==== LISTED ENTRIES ====

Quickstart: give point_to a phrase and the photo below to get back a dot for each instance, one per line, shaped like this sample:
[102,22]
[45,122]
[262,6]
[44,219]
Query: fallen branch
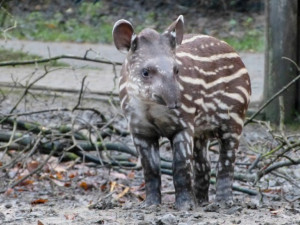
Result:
[32,62]
[272,99]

====

PROBLEM TO SOLVE -
Set out every line of the data above as a two-column Markdown table headed Row and Line, numbering the rows and skipping blank lines. Leave the pictures out.

RESULT OF THE EXERCISE -
| Row | Line |
|---|---|
| 1 | Quickstart: give point_to a phrase and the photo below to get back a dot for each instance, one per line, shaped like this sample: |
| 2 | [102,22] |
| 3 | [45,122] |
| 4 | [262,6] |
| 5 | [44,219] |
| 6 | Query: fallen branch |
| 7 | Result: |
| 8 | [32,62] |
| 9 | [272,99] |